Natural-language object grounding data
-------------------------

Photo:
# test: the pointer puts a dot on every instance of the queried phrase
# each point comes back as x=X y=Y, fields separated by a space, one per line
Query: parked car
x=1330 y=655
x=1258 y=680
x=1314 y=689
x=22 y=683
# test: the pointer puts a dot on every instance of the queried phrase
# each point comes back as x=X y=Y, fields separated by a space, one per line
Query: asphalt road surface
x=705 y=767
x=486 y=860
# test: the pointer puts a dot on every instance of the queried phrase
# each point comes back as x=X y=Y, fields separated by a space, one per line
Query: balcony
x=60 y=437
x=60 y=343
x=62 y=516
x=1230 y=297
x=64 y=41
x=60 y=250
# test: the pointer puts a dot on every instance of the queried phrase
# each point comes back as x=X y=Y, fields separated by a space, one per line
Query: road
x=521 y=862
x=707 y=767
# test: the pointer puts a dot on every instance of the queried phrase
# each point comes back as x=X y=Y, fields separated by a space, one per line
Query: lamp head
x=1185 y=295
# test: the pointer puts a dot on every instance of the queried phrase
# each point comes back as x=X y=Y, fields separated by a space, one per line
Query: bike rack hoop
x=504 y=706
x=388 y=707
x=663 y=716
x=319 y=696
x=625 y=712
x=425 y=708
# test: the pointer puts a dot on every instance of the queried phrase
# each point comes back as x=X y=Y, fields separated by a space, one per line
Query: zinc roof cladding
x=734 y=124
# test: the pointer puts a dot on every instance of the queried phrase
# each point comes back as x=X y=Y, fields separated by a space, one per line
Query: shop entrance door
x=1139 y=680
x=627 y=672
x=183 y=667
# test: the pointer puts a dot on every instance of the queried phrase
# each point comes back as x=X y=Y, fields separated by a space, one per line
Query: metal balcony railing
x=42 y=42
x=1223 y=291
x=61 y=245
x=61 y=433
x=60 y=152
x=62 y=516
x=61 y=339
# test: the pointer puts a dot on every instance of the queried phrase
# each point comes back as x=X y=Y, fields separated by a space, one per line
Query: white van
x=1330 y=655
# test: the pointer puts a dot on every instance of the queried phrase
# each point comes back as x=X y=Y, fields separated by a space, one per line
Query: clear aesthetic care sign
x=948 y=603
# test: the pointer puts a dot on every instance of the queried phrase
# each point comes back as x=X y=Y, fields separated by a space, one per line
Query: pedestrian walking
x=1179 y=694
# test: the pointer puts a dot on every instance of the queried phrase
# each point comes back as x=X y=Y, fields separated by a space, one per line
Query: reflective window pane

-------------------------

Try it:
Transcribe every record exactly, keeping each line as it is.

Task solution:
Photo:
# test: the pointer puts a dot on every instance of the queried phrase
# each point comes back as x=X y=Y, fields separated by a space, one per line
Query: parked car
x=1330 y=655
x=1258 y=680
x=1314 y=689
x=22 y=683
# test: the pointer puts a dot on every instance of the queried phrase
# each point comes back as x=X y=Y, fields separated by a space, one per line
Query: asphalt road surface
x=705 y=767
x=486 y=860
# test: the pointer puts a dot on every instance of the queried phrase
# each point comes back as x=X y=Y, fields separated by a space, one per line
Query: balcony
x=60 y=437
x=60 y=343
x=62 y=516
x=1230 y=297
x=64 y=41
x=60 y=250
# test: the pointer puts a dot on every instance of the queried phrase
# each point comes back as x=X y=Y, fields separated by a space, one per line
Query: road
x=521 y=862
x=707 y=767
# test: the pointer puts a dot on every instance of the queried phrase
# each point comes back as x=X y=Y, fields separated by a space, one per line
Query: lamp head
x=1185 y=295
# test: the pointer puts a dot on every instance of the queried phrase
# each point comes back as x=X y=Y, fields separated by a space, one per line
Query: bike rack hoop
x=504 y=706
x=388 y=707
x=663 y=716
x=319 y=696
x=625 y=712
x=425 y=708
# test: the pointer puts a dot on every instance of the queried phrase
# each point comes back as x=X y=Y, fields separated by a space, one per line
Query: zinc roof cladding
x=734 y=124
# test: the pointer puts a dot on every instance of the queried phrase
# each point comes back as x=X y=Y, fields separated by a space, one per line
Query: shop entrance door
x=1139 y=680
x=627 y=672
x=183 y=667
# test: the pointer puts a dot on every instance of the queried phrase
# each point comes back as x=X y=Y, fields separated by a space, one per line
Query: metal balcony railing
x=42 y=42
x=1223 y=291
x=61 y=245
x=61 y=433
x=60 y=152
x=62 y=516
x=61 y=339
# test: the pointer puts a dot on every instance of the queried phrase
# each point comes back as x=X y=Y, fields separated by a space, one per line
Query: white van
x=1330 y=655
# test: the pointer puts a dot on every instance of the queried phrase
# each point comes back as x=X y=Y, fields separated by a space, one per line
Query: clear aesthetic care sign
x=948 y=603
# test: the pointer puts a dot on every instance of the queried phrase
# each point comes back as x=X y=Y, fields separated by a space, one per line
Query: pedestrian walking
x=1179 y=694
# test: the pointer puts a dot on every instance of the queried phrase
# each point comes back as x=X y=Y, fields separated by a space, one per line
Query: reflective window pane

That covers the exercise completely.